# Page excerpt
-----
Abstract 2797: Role of Nitric Oxide in Placental Dysfunction Following Fetal Cardiopulmonary Bypass
Introduction Placental dysfunction following fetal cardiopulmonary bypass remains the Achilles heel of fetal cardiac surgery. The etiology of the placental dysfunction is unknown. Indirect evidence implicates the placental nitric oxide (NO) pathway in the pathogenesis of this problem and the subsequent fetal demise. Therefore we directly measured in vivo NO concentration during fetal bypass, along with plasma levels of cyclic GMP and NO metabolites.
-----
# Entries provided
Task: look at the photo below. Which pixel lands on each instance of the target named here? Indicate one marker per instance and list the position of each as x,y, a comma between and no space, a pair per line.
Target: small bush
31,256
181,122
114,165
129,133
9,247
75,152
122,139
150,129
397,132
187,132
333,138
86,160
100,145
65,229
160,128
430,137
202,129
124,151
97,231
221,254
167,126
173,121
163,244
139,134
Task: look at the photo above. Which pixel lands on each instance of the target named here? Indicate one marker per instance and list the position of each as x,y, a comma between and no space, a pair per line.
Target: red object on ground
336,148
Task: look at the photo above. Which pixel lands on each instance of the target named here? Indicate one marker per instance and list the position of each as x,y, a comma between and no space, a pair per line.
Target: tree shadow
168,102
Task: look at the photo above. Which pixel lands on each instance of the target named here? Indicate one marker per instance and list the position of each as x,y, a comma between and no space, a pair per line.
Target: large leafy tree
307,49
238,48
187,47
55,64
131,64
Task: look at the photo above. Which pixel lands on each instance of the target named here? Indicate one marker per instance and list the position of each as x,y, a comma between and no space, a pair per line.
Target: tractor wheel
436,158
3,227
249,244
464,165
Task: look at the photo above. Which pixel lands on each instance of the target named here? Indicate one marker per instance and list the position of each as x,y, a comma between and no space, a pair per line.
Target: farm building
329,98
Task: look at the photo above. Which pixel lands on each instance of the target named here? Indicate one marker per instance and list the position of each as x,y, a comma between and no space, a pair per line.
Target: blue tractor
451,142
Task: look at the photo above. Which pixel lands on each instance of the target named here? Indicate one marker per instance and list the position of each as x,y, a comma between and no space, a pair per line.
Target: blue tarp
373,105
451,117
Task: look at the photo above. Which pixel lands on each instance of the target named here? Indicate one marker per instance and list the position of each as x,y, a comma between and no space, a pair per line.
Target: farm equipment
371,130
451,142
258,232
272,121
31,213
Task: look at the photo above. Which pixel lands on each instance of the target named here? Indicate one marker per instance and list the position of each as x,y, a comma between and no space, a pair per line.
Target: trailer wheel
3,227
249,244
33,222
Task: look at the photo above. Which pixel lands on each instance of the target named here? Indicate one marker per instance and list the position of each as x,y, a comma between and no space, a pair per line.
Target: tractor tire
-----
# Work to be completed
In the abstract on nitric oxide and fetal bypass, what is called the Achilles heel of fetal cardiac surgery?

# Result of this task
Placental dysfunction following fetal cardiopulmonary bypass.